Schule des Rades

Hermann Keyserling

Das Reisetagebuch eines Philosophen

III. Indien

Buddha-Gaya

An dieser heiligsten Stätte des Buddhismus weht eine wundersame geistige Luft. Es ist nicht die Atmosphäre des Buddhismus als solchen, wie ich sie vorgestern erst in Sarnath gespürt; nicht die der Andacht überhaupt, wie am Ganges oder zu Rāmeshvārām; auch nicht jene Stimmung der Weihe, welche jedes große Denkmal umgibt: es ist der eigenste Geist einer Stätte, wo ein bestimmter Mensch von einzig dastehender Größe sich selbst gefunden hat. Vieles mag dazu beigetragen haben, dass er sich so mächtig und rein erhalten hat, so mächtig und rein in jedem empfänglichen Gemüte neuersteht. In erster Linie ist es gewiss die Tatsache, dass Buddha eben hier, im Schatten des Bodhibaums, der heute noch grünt, seine Erleuchtung fand — eine Erleuchtung von solcher Intensität, dass sie fort und fort in Millionen von Seelen nachleuchtet. Dann stellt Buddha-Gaya eine historische Monade dar, so ausschließlich, wie nur ganz wenige Stätten dieser Welt; ich wüßte nur noch Delphi zu nennen. In einem künstlichen Tale abgeschlossen ruht das Heiligtum, eine Welt für sich, in der jedes Einzelne an die großen Tage von einst gemahnt; der Tempel, die Steinzäune, die Daghobas — alle stammen noch aus Açokas Zeiten. Endlich tragen die Pilger dazu bei, dass die verklingenden Schwingungen immer wieder aufleben. Buddha-Gaya liegt fern ab von den Reichen, in denen der Buddhismus heute blüht; nicht viele wallfahrten her. Die aber, welche den weiten Weg nicht scheuen, meinen es ernst; bloß Neugierige kommen nicht. Heute weilen einige Birmaner, ein paar Japaner und ein Dutzend Tibetaner hier; alle tief durchdrungen davon, was Gaya für die Menschheit bedeutet, und so vibrieren ihre Seelen in Harmonie mit den Schwingungen der Stätte selbst. Tiefster, heiligster Friede waltet hier; alle Stimmen dämpfen sich von selbst. Und die alten Bäume flüstern sich leise leise ihre großen Erinnerungen zu.
*-*-*
Aufgabenstellung -> Führe den Lesetext über Buddha-Gaya im Anschluss an seinen letzten Satz weiter. Das Material spielt hierbei keine Rolle.

Bereitgestelltes Material ->
*-*-*
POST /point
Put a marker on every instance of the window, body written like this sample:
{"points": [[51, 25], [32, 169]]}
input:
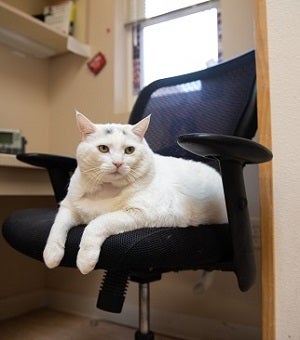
*-*-*
Schriftliche Antwort ->
Buddha-Gaya ist für mein Gefühl der heiligste Ort der ganzen Erde. Jesu Lehre war tiefer als diejenige Gautamas, aber ein so überlegener Mensch, wie der Buddha, war er nicht. Er war eine jener Sonnennaturen, wie sie hie und da von ungefähr auf der dunklen Erde erstehen, ein Sonntagskind, über das der Geist als ein reines Geschenk gekommen war, der für Menschenbegriffe nichts dafür konnte, was und wer er war. Er war wirklich ein Gott unter Menschen. Allein der geborene Gott bedeutet weniger für uns als der Mensch, der sich zur Gottheit emporrang, und ein solcher ist Buddha gewesen.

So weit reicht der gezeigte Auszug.